_Task inputs_.

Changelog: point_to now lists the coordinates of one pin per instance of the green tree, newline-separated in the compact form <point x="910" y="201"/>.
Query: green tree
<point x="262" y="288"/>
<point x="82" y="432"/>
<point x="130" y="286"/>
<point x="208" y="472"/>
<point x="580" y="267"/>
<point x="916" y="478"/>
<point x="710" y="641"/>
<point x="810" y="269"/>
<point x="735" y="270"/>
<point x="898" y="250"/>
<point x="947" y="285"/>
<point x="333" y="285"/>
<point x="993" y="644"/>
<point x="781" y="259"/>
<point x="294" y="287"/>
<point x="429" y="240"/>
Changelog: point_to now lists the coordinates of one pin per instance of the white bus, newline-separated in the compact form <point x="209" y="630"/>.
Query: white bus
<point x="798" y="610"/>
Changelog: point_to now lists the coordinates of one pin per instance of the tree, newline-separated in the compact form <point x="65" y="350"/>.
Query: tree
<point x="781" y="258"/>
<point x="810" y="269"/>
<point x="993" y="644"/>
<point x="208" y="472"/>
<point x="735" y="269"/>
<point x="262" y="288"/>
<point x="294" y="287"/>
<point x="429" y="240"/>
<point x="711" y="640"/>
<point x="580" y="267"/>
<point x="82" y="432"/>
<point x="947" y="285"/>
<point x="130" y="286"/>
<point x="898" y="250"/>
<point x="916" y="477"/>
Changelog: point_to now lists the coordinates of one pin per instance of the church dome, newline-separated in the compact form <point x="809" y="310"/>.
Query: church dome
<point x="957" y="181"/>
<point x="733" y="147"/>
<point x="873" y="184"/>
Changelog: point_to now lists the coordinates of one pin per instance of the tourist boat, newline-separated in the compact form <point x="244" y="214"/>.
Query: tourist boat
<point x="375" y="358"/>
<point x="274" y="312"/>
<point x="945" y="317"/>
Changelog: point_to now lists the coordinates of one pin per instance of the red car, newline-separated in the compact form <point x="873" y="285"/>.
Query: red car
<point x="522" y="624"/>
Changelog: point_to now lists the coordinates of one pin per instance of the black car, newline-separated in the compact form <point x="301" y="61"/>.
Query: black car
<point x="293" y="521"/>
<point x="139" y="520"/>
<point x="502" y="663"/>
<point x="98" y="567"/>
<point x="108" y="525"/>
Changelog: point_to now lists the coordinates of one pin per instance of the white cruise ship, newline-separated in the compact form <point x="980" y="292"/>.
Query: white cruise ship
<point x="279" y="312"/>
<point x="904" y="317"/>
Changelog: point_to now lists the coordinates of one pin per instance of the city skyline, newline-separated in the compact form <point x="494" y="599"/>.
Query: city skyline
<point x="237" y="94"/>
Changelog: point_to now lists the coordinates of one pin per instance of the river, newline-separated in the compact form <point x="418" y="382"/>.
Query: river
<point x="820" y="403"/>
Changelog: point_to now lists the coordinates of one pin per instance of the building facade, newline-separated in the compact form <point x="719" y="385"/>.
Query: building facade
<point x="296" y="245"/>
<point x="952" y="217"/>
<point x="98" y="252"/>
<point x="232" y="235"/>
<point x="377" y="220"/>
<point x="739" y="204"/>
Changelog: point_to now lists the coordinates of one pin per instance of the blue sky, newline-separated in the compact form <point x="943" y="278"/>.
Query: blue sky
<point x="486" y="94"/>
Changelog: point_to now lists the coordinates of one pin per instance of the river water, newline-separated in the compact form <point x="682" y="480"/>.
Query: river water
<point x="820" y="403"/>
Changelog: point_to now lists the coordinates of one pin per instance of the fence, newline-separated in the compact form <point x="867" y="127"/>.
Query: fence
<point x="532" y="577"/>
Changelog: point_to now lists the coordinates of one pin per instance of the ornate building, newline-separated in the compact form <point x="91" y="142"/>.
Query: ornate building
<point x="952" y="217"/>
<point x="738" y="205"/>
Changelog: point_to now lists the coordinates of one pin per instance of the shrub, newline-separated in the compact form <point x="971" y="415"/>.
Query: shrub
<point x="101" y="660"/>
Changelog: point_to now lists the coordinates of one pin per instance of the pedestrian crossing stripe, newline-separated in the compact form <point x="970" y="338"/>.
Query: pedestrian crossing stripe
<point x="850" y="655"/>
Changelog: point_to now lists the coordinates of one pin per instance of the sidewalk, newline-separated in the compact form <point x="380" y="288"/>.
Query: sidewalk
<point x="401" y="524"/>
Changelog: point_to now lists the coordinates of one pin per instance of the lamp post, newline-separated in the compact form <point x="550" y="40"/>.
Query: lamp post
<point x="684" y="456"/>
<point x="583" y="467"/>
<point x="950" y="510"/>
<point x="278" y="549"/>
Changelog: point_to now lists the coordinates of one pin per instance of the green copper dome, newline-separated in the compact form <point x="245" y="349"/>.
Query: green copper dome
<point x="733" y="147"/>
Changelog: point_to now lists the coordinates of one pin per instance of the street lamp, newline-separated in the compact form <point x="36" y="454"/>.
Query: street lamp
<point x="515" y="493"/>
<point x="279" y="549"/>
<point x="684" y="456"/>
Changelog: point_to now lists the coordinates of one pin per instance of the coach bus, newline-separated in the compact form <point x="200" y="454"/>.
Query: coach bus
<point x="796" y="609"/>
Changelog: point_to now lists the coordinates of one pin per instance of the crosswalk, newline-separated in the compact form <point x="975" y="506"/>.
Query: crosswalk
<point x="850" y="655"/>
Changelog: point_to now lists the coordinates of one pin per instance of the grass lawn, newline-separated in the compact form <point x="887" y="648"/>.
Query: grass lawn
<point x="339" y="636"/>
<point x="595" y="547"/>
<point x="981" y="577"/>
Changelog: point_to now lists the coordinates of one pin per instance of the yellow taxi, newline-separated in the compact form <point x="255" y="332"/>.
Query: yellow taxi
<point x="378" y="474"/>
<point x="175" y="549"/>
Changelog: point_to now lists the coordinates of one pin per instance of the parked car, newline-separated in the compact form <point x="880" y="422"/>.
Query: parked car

_Exercise_.
Each line of the data has to be written out exactly as it appears.

_Result_.
Changelog: point_to now lists the coordinates of one pin per instance of the green tree, newline-separated in the compact form <point x="910" y="201"/>.
Query: green tree
<point x="262" y="288"/>
<point x="82" y="432"/>
<point x="130" y="286"/>
<point x="208" y="472"/>
<point x="580" y="267"/>
<point x="916" y="478"/>
<point x="710" y="641"/>
<point x="810" y="269"/>
<point x="735" y="270"/>
<point x="898" y="250"/>
<point x="947" y="285"/>
<point x="333" y="285"/>
<point x="993" y="644"/>
<point x="781" y="259"/>
<point x="294" y="287"/>
<point x="429" y="240"/>
Changelog: point_to now lists the coordinates of one pin per instance of the white bus, newline-separated in the compact form <point x="209" y="630"/>.
Query: white bus
<point x="798" y="610"/>
Changelog: point_to now lists the coordinates of one pin per instance of the tree, newline-separated in the compact form <point x="65" y="350"/>.
Query: tree
<point x="781" y="258"/>
<point x="810" y="269"/>
<point x="993" y="644"/>
<point x="208" y="472"/>
<point x="735" y="269"/>
<point x="262" y="288"/>
<point x="294" y="287"/>
<point x="429" y="240"/>
<point x="711" y="640"/>
<point x="580" y="267"/>
<point x="82" y="432"/>
<point x="947" y="285"/>
<point x="130" y="286"/>
<point x="898" y="250"/>
<point x="916" y="477"/>
Changelog: point_to now lists the coordinates of one pin per instance of the church dome, newline-separated in the compact form <point x="809" y="310"/>.
Query: church dome
<point x="957" y="181"/>
<point x="733" y="147"/>
<point x="873" y="184"/>
Changelog: point_to now lists the coordinates of one pin per instance of the tourist boat, newline-separated in the compact form <point x="244" y="214"/>.
Query: tourist boat
<point x="375" y="358"/>
<point x="274" y="312"/>
<point x="945" y="317"/>
Changelog: point_to now lists the coordinates of one pin per instance of the red car, newline-separated in the compact form <point x="873" y="285"/>.
Query: red car
<point x="522" y="624"/>
Changelog: point_to now lists the coordinates of one pin per instance of the black car, newline-separated in the compact form <point x="301" y="61"/>.
Query: black car
<point x="293" y="521"/>
<point x="139" y="520"/>
<point x="502" y="663"/>
<point x="98" y="567"/>
<point x="108" y="525"/>
Changelog: point_to now lists the coordinates of one pin per instance of the white cruise ship, newline-separated in the compact form <point x="980" y="292"/>.
Query: white cruise ship
<point x="279" y="312"/>
<point x="904" y="317"/>
Changelog: point_to now lists the coordinates of one pin per instance of the city skyline, newline-separated in the compact form <point x="494" y="599"/>.
Query: city skyline
<point x="237" y="94"/>
Changelog: point_to now lists the coordinates of one pin per instance of the river, newline-separated in the compact form <point x="418" y="382"/>.
Query: river
<point x="820" y="403"/>
Changelog: point_to now lists the coordinates of one pin per instance of the building facade, newline-separated in the compact form <point x="719" y="385"/>.
Query: building facade
<point x="296" y="245"/>
<point x="952" y="217"/>
<point x="98" y="252"/>
<point x="232" y="235"/>
<point x="377" y="220"/>
<point x="739" y="204"/>
Changelog: point_to now lists the coordinates of one pin per instance of the blue sky, newline-separated in the compact form <point x="943" y="278"/>.
Query: blue sky
<point x="486" y="94"/>
Changelog: point_to now lists the coordinates of one pin per instance of the river water, newline-separated in the compact form <point x="682" y="480"/>.
Query: river water
<point x="820" y="403"/>
Changelog: point_to now lists the coordinates of one pin per instance of the fence, newline-separated in the compact form <point x="867" y="127"/>.
Query: fence
<point x="532" y="577"/>
Changelog: point_to now lists the coordinates of one pin per instance of the ornate building, newline-separated in the compact form <point x="91" y="142"/>.
Query: ornate building
<point x="952" y="217"/>
<point x="738" y="205"/>
Changelog: point_to now lists the coordinates of one pin per instance of the shrub, newline-separated in the compact form <point x="971" y="415"/>.
Query: shrub
<point x="101" y="660"/>
Changelog: point_to now lists the coordinates of one pin per instance of the pedestrian crossing stripe, newline-separated in the compact form <point x="970" y="338"/>.
Query: pedestrian crossing stripe
<point x="850" y="655"/>
Changelog: point_to now lists the coordinates of one pin per instance of the sidewalk, newline-separated in the compact form <point x="380" y="288"/>.
Query: sidewalk
<point x="401" y="524"/>
Changelog: point_to now lists the coordinates of one pin per instance of the lamp post, newline-separated in the compact form <point x="550" y="40"/>.
Query: lamp post
<point x="684" y="456"/>
<point x="583" y="467"/>
<point x="950" y="510"/>
<point x="278" y="549"/>
Changelog: point_to now lists the coordinates of one pin per instance of the green copper dome, newline-separated in the compact form <point x="245" y="349"/>.
Query: green copper dome
<point x="733" y="147"/>
Changelog: point_to now lists the coordinates of one pin per instance of the street lamp, newline-separated in the compact form <point x="36" y="454"/>.
Query: street lamp
<point x="515" y="493"/>
<point x="279" y="549"/>
<point x="684" y="456"/>
Changelog: point_to now lists the coordinates of one pin per instance of the coach bus, newline-separated in the compact form <point x="200" y="454"/>.
Query: coach bus
<point x="796" y="609"/>
Changelog: point_to now lists the coordinates of one pin per instance of the crosswalk, newline-separated in the compact form <point x="975" y="506"/>.
Query: crosswalk
<point x="850" y="655"/>
Changelog: point_to now lists the coordinates of one pin per instance of the grass lawn, newline-separated in the compact form <point x="887" y="648"/>.
Query: grass lawn
<point x="339" y="636"/>
<point x="595" y="547"/>
<point x="981" y="577"/>
Changelog: point_to now lists the coordinates of one pin per instance of the yellow taxi, newline-separated in the compact form <point x="255" y="332"/>.
Query: yellow taxi
<point x="378" y="474"/>
<point x="175" y="549"/>
Changelog: point_to now lists the coordinates of one pin per instance of the parked car, newline-separated in the compact form <point x="880" y="422"/>.
Query: parked car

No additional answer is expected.